-- Required task --
Go to the line containing "Greenhouse-scouting request: tag the overcast" below; retype it and all following lines exactly, and leave out the pictures.

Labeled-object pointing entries
[Begin]

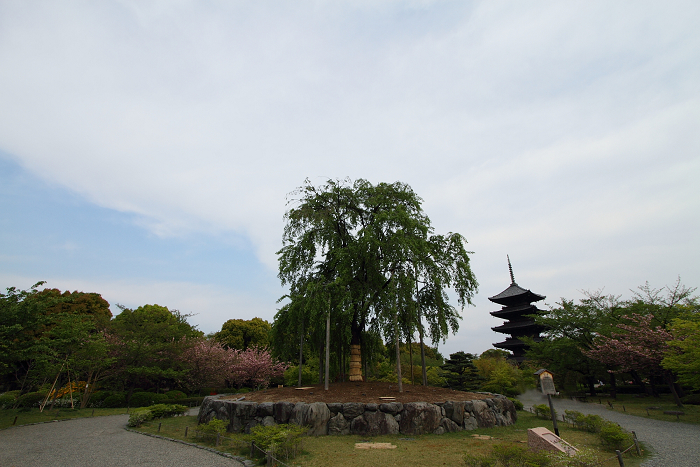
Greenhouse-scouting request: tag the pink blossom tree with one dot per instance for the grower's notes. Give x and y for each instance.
(641, 347)
(255, 367)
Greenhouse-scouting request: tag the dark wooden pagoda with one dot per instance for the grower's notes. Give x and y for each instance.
(517, 303)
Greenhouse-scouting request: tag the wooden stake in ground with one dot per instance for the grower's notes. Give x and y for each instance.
(355, 363)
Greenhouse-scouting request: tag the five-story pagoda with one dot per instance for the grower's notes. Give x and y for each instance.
(516, 305)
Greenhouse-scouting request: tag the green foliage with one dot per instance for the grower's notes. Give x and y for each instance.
(460, 372)
(175, 395)
(509, 455)
(359, 251)
(500, 376)
(213, 427)
(8, 399)
(692, 399)
(518, 405)
(308, 376)
(614, 436)
(543, 411)
(471, 460)
(282, 440)
(139, 417)
(242, 334)
(115, 400)
(683, 356)
(610, 433)
(144, 399)
(31, 399)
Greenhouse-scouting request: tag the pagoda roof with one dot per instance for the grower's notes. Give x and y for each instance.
(516, 295)
(510, 311)
(519, 327)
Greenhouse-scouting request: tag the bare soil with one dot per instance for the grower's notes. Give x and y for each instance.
(359, 392)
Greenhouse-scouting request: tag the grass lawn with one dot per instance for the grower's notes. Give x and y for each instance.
(650, 407)
(425, 450)
(24, 416)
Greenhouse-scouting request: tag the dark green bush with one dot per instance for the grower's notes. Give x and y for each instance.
(8, 399)
(144, 399)
(518, 405)
(31, 399)
(98, 397)
(190, 401)
(140, 416)
(691, 399)
(118, 399)
(542, 411)
(175, 395)
(614, 436)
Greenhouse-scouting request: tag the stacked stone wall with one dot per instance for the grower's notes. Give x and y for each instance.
(413, 418)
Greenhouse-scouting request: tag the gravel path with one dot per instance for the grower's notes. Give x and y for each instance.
(674, 444)
(98, 441)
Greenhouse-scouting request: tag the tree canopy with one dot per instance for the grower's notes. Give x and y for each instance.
(368, 252)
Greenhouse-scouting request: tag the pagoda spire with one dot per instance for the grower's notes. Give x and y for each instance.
(510, 268)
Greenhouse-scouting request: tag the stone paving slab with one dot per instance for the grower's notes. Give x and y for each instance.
(674, 444)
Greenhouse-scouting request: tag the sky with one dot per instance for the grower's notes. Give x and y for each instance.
(148, 148)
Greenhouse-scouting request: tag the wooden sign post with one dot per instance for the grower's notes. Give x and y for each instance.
(547, 386)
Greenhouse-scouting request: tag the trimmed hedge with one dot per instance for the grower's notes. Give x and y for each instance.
(155, 411)
(31, 399)
(144, 399)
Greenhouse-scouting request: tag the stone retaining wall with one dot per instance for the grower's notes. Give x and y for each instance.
(356, 418)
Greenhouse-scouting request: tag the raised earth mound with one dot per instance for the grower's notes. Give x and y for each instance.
(367, 409)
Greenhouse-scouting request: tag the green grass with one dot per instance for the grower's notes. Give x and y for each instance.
(25, 417)
(639, 406)
(446, 449)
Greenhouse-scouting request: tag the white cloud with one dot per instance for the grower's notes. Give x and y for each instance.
(563, 132)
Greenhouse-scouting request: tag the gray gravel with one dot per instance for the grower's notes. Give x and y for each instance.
(98, 441)
(674, 444)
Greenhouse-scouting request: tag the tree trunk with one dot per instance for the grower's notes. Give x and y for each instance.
(669, 379)
(591, 384)
(410, 354)
(613, 386)
(301, 350)
(398, 354)
(422, 353)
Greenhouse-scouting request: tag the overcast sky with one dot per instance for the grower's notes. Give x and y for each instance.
(147, 147)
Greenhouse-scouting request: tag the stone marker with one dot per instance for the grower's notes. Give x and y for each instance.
(374, 446)
(541, 439)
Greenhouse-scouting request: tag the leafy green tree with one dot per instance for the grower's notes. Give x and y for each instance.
(362, 248)
(683, 356)
(461, 373)
(241, 334)
(147, 343)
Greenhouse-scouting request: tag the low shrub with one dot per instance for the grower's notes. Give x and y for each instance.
(97, 398)
(139, 417)
(31, 399)
(614, 436)
(542, 411)
(144, 399)
(691, 399)
(281, 440)
(175, 395)
(518, 405)
(213, 427)
(115, 400)
(8, 399)
(190, 401)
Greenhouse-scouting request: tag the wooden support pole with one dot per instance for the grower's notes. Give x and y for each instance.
(636, 444)
(619, 458)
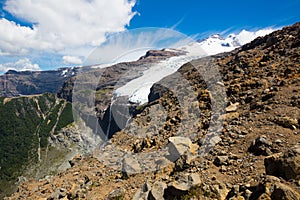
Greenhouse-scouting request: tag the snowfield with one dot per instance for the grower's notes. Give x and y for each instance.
(139, 88)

[End]

-- Exercise answer --
Greenhouse-scouting request: tag the overcast sky with one dot per instance for the grower's notes. Give x and y for each instance.
(147, 147)
Greenhouse-scouting request: tag the stone marker with one dot per instance for the grower's notes. Give x and y for each instance.
(374, 446)
(541, 439)
Greenhouse-scouting request: tag the leafy green tree with one dot per instance for the grower's notes. Give x and y for each instance.
(362, 248)
(683, 356)
(461, 373)
(241, 334)
(147, 343)
Greenhouse-scouting request: tag the low shrub with one dot per instance for the grower's notes. Give x and y for each instance.
(97, 398)
(139, 417)
(31, 399)
(614, 436)
(542, 411)
(144, 399)
(691, 399)
(281, 440)
(175, 395)
(518, 405)
(213, 427)
(115, 400)
(8, 399)
(190, 401)
Greenhouse-scouting request: tag the wooden support pole with one dot per instance for the grower's notes. Give x and y for each instance.
(636, 444)
(619, 458)
Greenhouse-scouting request: tag the snowfield with one dot per instance for the grower's notes. Give x and y for each instance.
(139, 88)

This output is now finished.